* [Task to complete]
Copy each line exactly.

(Stored entries)
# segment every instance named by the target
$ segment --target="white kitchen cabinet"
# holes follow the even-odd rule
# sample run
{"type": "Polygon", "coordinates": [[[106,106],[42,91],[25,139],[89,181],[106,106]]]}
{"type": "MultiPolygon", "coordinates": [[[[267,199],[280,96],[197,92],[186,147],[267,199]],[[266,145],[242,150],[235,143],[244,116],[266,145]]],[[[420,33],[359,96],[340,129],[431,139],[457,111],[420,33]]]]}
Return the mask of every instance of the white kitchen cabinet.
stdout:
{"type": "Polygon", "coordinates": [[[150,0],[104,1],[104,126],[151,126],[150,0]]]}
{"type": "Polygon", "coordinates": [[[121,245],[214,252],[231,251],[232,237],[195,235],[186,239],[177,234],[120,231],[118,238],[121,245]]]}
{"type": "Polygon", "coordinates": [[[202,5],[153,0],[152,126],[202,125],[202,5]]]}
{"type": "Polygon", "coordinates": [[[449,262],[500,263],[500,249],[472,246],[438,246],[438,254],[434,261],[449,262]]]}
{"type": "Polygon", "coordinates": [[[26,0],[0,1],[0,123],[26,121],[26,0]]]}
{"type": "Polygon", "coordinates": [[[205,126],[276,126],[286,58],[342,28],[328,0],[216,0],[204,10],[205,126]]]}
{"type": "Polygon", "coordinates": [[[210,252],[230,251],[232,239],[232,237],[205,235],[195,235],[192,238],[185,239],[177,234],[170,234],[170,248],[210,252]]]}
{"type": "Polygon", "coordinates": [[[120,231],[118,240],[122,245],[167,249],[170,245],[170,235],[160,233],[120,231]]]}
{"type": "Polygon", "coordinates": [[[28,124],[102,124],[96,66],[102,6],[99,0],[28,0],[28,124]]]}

* [Result]
# segment every instance named by the target
$ segment --target="white kitchen cabinet"
# holes follow the even-odd rule
# sample run
{"type": "Polygon", "coordinates": [[[106,106],[42,91],[25,139],[89,181],[106,106]]]}
{"type": "MultiPolygon", "coordinates": [[[[267,199],[280,96],[197,92],[186,147],[267,199]],[[266,145],[242,150],[235,143],[244,116],[266,145]]],[[[420,33],[359,96],[340,129],[431,139],[457,111],[420,33]]]]}
Return the mask of every instance of the white kitchen cabinet.
stdout:
{"type": "Polygon", "coordinates": [[[150,0],[104,1],[104,126],[151,126],[150,0]]]}
{"type": "Polygon", "coordinates": [[[121,245],[214,252],[231,251],[232,237],[195,235],[186,239],[177,234],[120,231],[118,238],[121,245]]]}
{"type": "Polygon", "coordinates": [[[202,5],[153,0],[152,126],[202,125],[202,5]]]}
{"type": "Polygon", "coordinates": [[[449,262],[500,263],[500,249],[472,246],[438,246],[438,254],[434,261],[449,262]]]}
{"type": "Polygon", "coordinates": [[[26,0],[0,1],[0,123],[26,121],[26,0]]]}
{"type": "Polygon", "coordinates": [[[205,126],[276,126],[286,58],[342,28],[328,0],[216,0],[204,10],[205,126]]]}
{"type": "Polygon", "coordinates": [[[210,252],[230,251],[232,239],[232,237],[205,235],[195,235],[192,238],[185,239],[177,234],[170,234],[170,248],[210,252]]]}
{"type": "Polygon", "coordinates": [[[120,231],[118,240],[122,245],[167,249],[170,245],[170,235],[160,233],[120,231]]]}
{"type": "Polygon", "coordinates": [[[28,124],[102,124],[96,66],[102,6],[99,0],[28,0],[28,124]]]}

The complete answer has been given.